Pull every line from the listing below that contains the string "trail", and copy each one unchanged.

>> Start Task data

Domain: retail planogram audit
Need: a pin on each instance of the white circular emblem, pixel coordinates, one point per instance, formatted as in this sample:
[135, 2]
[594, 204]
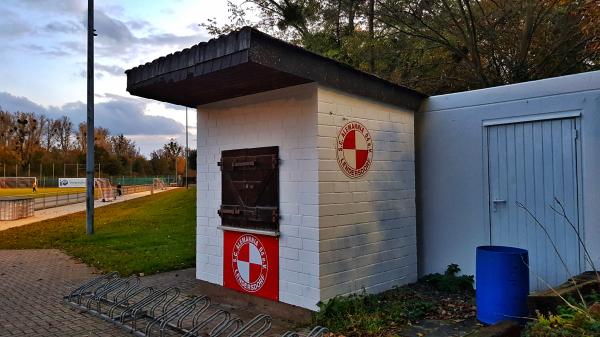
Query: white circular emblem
[250, 264]
[354, 149]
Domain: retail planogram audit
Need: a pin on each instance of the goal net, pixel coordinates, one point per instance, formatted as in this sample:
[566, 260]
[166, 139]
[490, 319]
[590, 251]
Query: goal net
[159, 184]
[105, 189]
[17, 182]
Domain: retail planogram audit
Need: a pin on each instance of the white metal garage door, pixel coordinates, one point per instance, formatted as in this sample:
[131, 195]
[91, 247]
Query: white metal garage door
[531, 163]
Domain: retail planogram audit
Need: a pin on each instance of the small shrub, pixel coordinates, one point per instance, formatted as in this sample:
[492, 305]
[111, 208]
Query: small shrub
[449, 281]
[577, 321]
[363, 314]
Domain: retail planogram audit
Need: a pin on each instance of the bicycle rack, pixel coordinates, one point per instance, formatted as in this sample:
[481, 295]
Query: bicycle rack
[145, 311]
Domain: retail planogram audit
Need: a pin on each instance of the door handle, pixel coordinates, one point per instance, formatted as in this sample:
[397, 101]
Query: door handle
[495, 202]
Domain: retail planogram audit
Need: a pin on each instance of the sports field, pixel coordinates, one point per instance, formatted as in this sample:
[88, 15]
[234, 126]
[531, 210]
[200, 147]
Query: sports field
[149, 234]
[41, 191]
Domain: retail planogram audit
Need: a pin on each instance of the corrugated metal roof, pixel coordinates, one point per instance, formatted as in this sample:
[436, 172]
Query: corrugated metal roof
[248, 61]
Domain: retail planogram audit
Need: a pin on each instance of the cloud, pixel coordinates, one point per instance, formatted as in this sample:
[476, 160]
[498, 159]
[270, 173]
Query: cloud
[62, 6]
[120, 115]
[12, 25]
[68, 27]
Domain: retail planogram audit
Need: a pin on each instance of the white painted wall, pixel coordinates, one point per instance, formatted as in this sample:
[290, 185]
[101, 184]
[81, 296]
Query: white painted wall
[338, 235]
[286, 118]
[367, 225]
[452, 200]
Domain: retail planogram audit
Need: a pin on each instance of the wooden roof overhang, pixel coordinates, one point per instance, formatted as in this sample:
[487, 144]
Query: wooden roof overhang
[248, 61]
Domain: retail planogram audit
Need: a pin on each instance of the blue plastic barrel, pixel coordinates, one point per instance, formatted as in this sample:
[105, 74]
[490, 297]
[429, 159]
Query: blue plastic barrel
[502, 284]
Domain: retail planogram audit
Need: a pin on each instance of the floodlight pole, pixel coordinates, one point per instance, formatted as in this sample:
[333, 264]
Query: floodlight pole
[89, 164]
[187, 151]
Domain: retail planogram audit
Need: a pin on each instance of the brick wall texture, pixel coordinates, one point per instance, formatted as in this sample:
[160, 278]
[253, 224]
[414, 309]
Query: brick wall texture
[367, 226]
[286, 118]
[338, 235]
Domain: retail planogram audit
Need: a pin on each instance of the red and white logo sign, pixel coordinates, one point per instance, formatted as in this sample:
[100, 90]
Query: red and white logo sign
[354, 149]
[250, 263]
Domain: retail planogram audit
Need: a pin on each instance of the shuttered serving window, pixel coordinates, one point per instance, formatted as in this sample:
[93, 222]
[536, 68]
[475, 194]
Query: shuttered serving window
[250, 188]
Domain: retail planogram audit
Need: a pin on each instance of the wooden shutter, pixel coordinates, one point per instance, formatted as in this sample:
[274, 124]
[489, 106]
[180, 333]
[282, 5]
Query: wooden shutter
[250, 188]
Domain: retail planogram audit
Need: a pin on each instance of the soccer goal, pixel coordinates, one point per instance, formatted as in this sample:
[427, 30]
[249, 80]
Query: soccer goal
[105, 189]
[159, 184]
[17, 182]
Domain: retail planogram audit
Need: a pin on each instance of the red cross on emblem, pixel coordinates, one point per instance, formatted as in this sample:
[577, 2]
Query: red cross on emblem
[250, 264]
[354, 149]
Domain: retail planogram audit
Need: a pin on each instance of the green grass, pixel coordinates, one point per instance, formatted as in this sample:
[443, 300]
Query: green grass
[4, 192]
[145, 235]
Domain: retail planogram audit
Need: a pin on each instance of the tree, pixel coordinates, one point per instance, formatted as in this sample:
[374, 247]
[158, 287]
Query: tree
[485, 43]
[440, 46]
[27, 136]
[63, 131]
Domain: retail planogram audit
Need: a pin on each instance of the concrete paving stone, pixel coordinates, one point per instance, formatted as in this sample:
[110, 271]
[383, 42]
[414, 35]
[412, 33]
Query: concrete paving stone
[33, 282]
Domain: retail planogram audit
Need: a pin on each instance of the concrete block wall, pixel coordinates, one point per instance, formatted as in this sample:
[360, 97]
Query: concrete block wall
[286, 118]
[453, 215]
[367, 226]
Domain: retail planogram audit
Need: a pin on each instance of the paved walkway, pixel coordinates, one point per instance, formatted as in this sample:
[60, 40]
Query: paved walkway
[55, 212]
[32, 283]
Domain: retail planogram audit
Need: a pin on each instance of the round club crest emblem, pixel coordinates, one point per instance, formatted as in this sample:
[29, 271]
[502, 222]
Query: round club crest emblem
[250, 264]
[354, 149]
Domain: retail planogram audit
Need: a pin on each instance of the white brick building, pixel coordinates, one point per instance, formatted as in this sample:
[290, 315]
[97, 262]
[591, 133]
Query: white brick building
[335, 234]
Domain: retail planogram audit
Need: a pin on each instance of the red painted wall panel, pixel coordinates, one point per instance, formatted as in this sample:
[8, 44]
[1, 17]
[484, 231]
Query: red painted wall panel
[251, 264]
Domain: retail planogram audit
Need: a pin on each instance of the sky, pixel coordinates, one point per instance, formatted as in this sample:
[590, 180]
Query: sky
[43, 60]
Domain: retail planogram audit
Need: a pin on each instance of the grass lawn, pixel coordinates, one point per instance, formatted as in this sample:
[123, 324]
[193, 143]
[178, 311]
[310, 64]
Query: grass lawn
[40, 191]
[148, 235]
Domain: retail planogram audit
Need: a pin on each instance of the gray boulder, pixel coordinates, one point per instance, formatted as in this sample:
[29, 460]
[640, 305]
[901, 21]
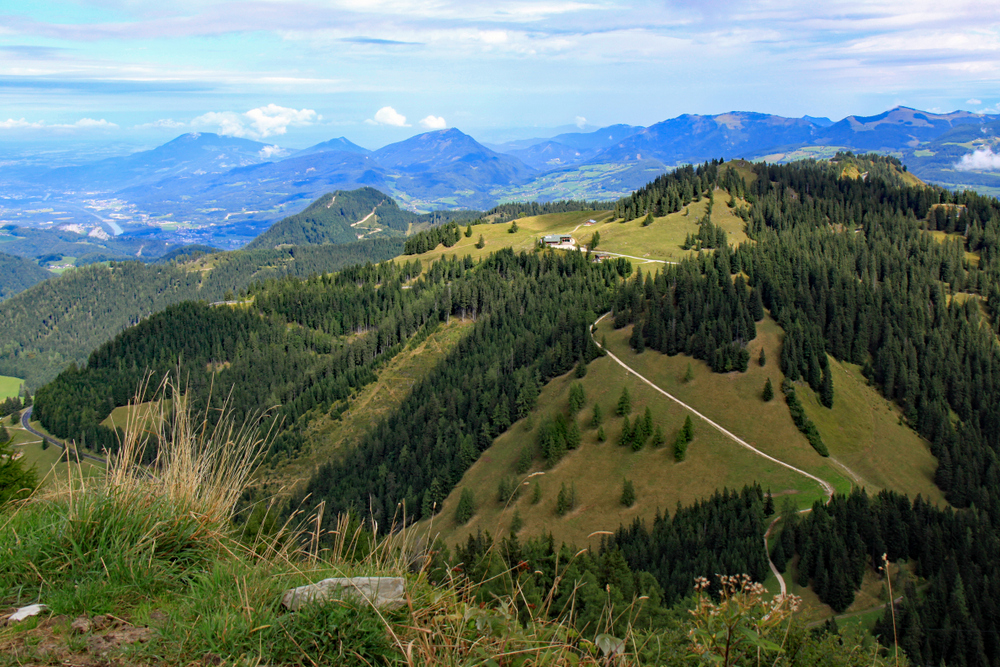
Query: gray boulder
[378, 591]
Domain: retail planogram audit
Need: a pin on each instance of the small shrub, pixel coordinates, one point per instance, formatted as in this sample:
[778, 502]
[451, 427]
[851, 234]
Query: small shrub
[628, 493]
[768, 392]
[577, 397]
[598, 417]
[689, 374]
[624, 403]
[524, 460]
[566, 500]
[516, 522]
[466, 507]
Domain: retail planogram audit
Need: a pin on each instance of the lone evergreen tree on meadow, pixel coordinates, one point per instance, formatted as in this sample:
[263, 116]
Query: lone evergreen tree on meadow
[524, 460]
[826, 388]
[598, 416]
[628, 493]
[466, 507]
[768, 392]
[576, 398]
[624, 403]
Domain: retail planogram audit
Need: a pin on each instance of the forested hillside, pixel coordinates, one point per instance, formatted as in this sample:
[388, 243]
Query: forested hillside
[849, 257]
[18, 274]
[345, 216]
[59, 321]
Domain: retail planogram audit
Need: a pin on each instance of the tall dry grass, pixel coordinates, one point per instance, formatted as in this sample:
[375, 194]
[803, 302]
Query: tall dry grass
[201, 465]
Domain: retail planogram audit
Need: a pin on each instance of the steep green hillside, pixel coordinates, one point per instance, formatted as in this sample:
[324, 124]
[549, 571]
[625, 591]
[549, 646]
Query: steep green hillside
[346, 216]
[59, 321]
[18, 274]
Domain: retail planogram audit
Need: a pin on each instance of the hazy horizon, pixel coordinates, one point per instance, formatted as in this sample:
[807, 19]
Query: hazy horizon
[297, 72]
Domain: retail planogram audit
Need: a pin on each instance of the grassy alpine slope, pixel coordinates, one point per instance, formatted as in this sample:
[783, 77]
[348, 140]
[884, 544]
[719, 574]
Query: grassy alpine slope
[150, 569]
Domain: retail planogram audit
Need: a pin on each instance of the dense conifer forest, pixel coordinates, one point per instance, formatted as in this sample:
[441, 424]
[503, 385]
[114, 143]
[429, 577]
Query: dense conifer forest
[841, 254]
[18, 274]
[60, 320]
[330, 219]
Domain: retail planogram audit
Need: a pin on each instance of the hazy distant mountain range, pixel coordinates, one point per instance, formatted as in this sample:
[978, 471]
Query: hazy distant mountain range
[205, 188]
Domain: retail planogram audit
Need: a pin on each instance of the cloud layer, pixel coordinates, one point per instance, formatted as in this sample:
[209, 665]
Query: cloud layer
[503, 63]
[82, 124]
[433, 123]
[388, 116]
[257, 123]
[983, 159]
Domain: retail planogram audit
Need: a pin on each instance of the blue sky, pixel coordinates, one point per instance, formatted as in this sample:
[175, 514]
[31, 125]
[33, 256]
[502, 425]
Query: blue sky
[296, 72]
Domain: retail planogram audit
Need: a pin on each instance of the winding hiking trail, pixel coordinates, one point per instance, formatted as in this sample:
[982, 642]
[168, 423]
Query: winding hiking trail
[828, 489]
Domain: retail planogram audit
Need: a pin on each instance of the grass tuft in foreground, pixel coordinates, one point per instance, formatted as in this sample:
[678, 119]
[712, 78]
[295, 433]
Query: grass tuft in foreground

>> End Task data

:: Solution to the problem ::
Need: a pin on each instance of the winding hiking trail, pixel coordinates, one point per instance, formatted as in this sample:
Query: winding hiking trail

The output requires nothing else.